▶ **Task**
Whenever a line below includes the word "suitcase", copy that line.

▶ **Records supplied**
# # # # #

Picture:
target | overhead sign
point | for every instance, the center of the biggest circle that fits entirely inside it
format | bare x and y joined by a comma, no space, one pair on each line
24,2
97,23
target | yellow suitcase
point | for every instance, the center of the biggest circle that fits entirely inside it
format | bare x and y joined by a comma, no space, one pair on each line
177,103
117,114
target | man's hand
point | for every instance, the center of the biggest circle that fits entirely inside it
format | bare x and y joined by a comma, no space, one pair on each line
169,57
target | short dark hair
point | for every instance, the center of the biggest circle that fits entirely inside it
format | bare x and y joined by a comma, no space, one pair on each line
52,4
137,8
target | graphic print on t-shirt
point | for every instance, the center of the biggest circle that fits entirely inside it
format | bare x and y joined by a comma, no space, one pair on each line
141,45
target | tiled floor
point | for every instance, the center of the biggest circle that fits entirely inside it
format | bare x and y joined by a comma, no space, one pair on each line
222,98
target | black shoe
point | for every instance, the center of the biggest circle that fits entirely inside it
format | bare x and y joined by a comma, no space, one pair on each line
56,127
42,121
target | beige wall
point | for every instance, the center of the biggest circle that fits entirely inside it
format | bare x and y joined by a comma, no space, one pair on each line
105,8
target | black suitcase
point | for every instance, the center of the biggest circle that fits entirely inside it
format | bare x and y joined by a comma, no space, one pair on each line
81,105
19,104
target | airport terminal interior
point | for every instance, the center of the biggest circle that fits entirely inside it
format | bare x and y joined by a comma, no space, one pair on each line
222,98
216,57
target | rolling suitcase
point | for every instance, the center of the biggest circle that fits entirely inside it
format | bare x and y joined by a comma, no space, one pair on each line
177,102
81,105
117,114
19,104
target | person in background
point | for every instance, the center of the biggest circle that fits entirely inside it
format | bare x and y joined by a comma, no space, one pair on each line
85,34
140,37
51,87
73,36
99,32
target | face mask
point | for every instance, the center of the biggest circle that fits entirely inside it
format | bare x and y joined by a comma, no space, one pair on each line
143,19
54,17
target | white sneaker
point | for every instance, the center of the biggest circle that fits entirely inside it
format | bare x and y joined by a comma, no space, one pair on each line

# # # # #

▶ **Answer to the problem**
target | yellow suitcase
target | black suitcase
target | rolling suitcase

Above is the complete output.